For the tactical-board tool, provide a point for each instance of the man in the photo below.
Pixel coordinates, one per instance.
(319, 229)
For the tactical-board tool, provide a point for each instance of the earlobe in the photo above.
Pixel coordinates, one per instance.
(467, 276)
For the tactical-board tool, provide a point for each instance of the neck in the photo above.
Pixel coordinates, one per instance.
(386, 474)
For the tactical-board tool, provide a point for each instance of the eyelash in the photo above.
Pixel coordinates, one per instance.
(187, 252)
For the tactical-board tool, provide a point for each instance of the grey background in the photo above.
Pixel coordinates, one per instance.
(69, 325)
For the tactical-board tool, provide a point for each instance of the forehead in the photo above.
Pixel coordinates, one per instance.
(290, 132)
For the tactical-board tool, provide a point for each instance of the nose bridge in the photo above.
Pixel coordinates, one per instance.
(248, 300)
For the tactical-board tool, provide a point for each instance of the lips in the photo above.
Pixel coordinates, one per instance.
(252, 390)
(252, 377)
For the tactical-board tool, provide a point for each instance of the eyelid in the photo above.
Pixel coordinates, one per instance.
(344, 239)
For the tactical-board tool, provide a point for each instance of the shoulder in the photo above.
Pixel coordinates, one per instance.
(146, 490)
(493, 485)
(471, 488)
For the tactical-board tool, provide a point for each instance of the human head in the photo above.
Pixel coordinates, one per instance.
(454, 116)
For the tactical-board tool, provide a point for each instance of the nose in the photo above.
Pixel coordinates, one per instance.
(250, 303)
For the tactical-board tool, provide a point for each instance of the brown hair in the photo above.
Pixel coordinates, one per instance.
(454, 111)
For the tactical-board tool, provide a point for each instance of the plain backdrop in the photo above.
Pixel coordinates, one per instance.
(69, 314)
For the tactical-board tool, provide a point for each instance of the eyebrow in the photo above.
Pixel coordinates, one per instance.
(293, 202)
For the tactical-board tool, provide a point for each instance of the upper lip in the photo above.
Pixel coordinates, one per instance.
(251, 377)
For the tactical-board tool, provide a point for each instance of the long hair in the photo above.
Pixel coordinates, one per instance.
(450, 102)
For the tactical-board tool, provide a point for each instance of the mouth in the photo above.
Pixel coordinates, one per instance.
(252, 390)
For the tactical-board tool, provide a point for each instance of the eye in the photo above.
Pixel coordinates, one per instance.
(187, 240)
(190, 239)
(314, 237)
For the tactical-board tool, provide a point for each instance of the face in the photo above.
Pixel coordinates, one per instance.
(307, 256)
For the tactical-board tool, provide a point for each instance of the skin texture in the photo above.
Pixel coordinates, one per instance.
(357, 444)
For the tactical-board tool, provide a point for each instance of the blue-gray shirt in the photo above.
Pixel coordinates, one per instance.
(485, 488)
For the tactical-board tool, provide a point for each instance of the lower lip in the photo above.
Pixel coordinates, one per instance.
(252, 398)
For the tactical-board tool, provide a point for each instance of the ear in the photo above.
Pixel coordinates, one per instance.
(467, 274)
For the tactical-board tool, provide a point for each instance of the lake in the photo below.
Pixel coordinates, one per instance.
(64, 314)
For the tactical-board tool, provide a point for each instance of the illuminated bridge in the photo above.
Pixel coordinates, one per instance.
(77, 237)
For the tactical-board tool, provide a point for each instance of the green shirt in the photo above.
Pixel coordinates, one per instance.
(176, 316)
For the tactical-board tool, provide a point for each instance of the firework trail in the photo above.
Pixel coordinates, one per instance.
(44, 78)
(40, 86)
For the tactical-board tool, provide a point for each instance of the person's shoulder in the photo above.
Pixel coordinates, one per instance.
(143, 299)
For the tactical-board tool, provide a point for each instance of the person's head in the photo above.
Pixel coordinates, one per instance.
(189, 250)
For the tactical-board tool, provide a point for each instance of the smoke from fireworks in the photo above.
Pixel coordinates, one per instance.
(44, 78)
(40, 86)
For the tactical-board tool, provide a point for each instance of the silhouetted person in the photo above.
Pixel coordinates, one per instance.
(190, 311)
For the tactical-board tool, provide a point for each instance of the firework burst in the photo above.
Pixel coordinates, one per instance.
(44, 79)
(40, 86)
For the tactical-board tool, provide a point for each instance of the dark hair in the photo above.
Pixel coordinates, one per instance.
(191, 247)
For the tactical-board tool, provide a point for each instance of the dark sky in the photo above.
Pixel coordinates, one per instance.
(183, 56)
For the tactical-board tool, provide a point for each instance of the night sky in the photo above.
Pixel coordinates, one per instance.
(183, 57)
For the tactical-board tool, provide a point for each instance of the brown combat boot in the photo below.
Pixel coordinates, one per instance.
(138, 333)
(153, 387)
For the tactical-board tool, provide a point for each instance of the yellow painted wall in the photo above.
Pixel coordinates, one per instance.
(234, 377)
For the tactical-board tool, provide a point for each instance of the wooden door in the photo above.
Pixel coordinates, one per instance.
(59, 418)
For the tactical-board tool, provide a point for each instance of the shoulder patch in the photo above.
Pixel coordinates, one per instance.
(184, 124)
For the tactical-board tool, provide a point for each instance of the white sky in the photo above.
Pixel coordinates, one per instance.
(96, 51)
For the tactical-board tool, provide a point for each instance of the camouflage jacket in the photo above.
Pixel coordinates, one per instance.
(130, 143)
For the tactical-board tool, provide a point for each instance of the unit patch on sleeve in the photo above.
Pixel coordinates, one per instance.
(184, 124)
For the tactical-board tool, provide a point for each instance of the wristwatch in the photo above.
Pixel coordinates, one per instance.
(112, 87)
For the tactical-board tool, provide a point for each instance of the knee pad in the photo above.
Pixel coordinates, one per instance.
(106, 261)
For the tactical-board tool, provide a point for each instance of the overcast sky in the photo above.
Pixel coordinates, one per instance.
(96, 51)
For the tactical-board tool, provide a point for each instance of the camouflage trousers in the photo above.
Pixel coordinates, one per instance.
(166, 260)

==============================

WHAT THE TASK REQUIRES
Write out every entry again, keeping each line exactly the same.

FINISHED EXERCISE
For the tactical-board tool, provide a point for each instance of the man in the photo below.
Pixel coordinates, one per instance.
(319, 229)
For the tactical-board tool, provide a point for each instance of the earlobe in the photo above.
Pixel coordinates, one per instance.
(467, 276)
For the tactical-board tool, provide a point for each instance of the neck in the photo above.
Pixel coordinates, one per instance.
(386, 474)
For the tactical-board tool, provide a point for each instance of the eyelash in the photo above.
Pixel coordinates, one per instance.
(187, 252)
For the tactical-board tool, provide a point for each instance of the grey background in the photo above.
Pixel coordinates, one per instance.
(69, 325)
For the tactical-board tool, provide a point for each instance of the forehead in the photo above.
Pixel coordinates, one per instance.
(290, 132)
For the tactical-board tool, provide a point for each instance of the nose bridge in the photo above.
Pixel coordinates, one per instance.
(248, 300)
For the tactical-board tool, provide a point for each instance of the lips in the photo above.
Pixel coordinates, one per instance.
(252, 390)
(252, 377)
For the tactical-board tool, provide a point for each instance of the eyelid in the photo above.
Pixel coordinates, one per instance.
(344, 239)
For the tactical-board tool, provide a point for each instance of the shoulder in the photo above.
Pixel coordinates, one per instance.
(146, 490)
(493, 485)
(471, 488)
For the tactical-board tool, provide a point for each instance of the human head in the photo above.
Pixel coordinates, one per instance.
(454, 116)
For the tactical-board tool, provide a point for each instance of the nose in the photo above.
Pixel coordinates, one per instance.
(250, 303)
For the tactical-board tool, provide a point for each instance of the brown hair in the photo above.
Pixel coordinates, one per instance.
(454, 111)
For the tactical-board tool, provide a point for each instance of the plain backdrop in the photo above.
Pixel coordinates, one per instance.
(69, 314)
For the tactical-board tool, provide a point for each instance of the eyebrow in the photo above.
Pixel coordinates, one per instance.
(293, 202)
For the tactical-board tool, provide a point for each instance of the upper lip in the photo above.
Pixel coordinates, one per instance.
(251, 377)
For the tactical-board tool, provide a point for each instance of the long hair in the photo above.
Pixel coordinates, one per instance.
(450, 102)
For the tactical-board tool, provide a point for each instance of the mouth in the photo above.
Pixel coordinates, one per instance.
(252, 390)
For the tactical-board tool, provide a point for each instance of the eye in the photo above.
Pixel coordinates, one per instance.
(187, 240)
(190, 239)
(314, 237)
For the tactical-board tool, provide a point for each instance of the face in the photo above.
Pixel coordinates, one per instance.
(307, 256)
For the tactical-board tool, provide a point for each instance of the skin texture in the photo above.
Pixel coordinates, one per instance.
(357, 444)
For the tactical-board tool, provide a point for each instance of the blue-gray shirt in the photo above.
Pixel coordinates, one per instance.
(485, 488)
For the tactical-board tool, provide a point for each instance of the lower lip in the photo above.
Pixel coordinates, one per instance.
(252, 398)
For the tactical-board tool, provide a point for each instance of the ear in the photo above.
Pixel coordinates, one per instance.
(467, 274)
For the tactical-board tool, provide a point for each instance of the lake in the photo below.
Pixel coordinates, one per instance.
(64, 314)
For the tactical-board tool, provide a point for each instance of the illuminated bridge in the photo above.
Pixel coordinates, one per instance.
(77, 237)
For the tactical-board tool, provide a point for each instance of the green shirt in the photo above.
Pixel coordinates, one per instance.
(176, 316)
For the tactical-board tool, provide a point for each instance of the firework trail in the photo above.
Pixel coordinates, one per instance.
(44, 78)
(40, 86)
For the tactical-board tool, provide a point for each instance of the person's shoulder in the photo above.
Pixel coordinates, one per instance.
(143, 299)
For the tactical-board tool, provide a point for each instance of the person's head in the photo above.
Pixel coordinates, one per instance.
(189, 250)
For the tactical-board tool, provide a point for each instance of the smoke from fireworks in the photo above.
Pixel coordinates, one per instance.
(44, 78)
(40, 86)
For the tactical-board tool, provide a point for each instance of the silhouetted person in the photo above.
Pixel coordinates, one per instance.
(190, 311)
For the tactical-board tool, provide a point for each instance of the firework burst in the photo above.
Pixel coordinates, one per instance.
(44, 79)
(40, 86)
For the tactical-board tool, provide a point for each instance of the dark hair in the photo above.
Pixel coordinates, one per instance.
(191, 247)
For the tactical-board tool, provide a point for each instance of the dark sky in the photo above.
Pixel coordinates, one per instance.
(183, 56)
For the tactical-board tool, provide a point for each instance of the night sky in the photo above.
Pixel coordinates, one per instance.
(183, 57)
For the tactical-board tool, provide a point for each instance of the brown combat boot in the photo below.
Pixel coordinates, one per instance.
(138, 333)
(153, 387)
For the tactical-board tool, provide a point for each instance of the yellow painted wall in the photo above.
Pixel coordinates, one per instance.
(234, 377)
For the tactical-board tool, provide a point for each instance of the wooden door in the photo above.
Pixel coordinates, one per instance.
(59, 418)
For the tactical-board tool, provide a point for each instance of the shoulder patch in the photo above.
Pixel coordinates, one per instance.
(184, 124)
For the tactical-board tool, provide a point for each instance of the white sky in the photo above.
Pixel coordinates, one per instance.
(96, 51)
For the tactical-board tool, provide a point for each instance of the camouflage jacket in the photo above.
Pixel coordinates, one per instance.
(130, 143)
For the tactical-board tool, provide a point for each instance of the unit patch on sleeve in the photo above.
Pixel coordinates, one per instance.
(184, 124)
For the tactical-board tool, provide a point for each instance of the wristwatch in the photo above.
Pixel coordinates, one per instance.
(112, 87)
For the tactical-board tool, provide a point for each instance of the knee pad in the photo above.
Pixel coordinates, one per instance.
(106, 261)
For the tactical-board tool, provide a point for each instance of the overcast sky in the photo above.
Pixel coordinates, one per instance.
(96, 51)
For the tactical-board tool, provide a point for each instance of the camouflage trousers in the photo above.
Pixel coordinates, one per instance.
(166, 260)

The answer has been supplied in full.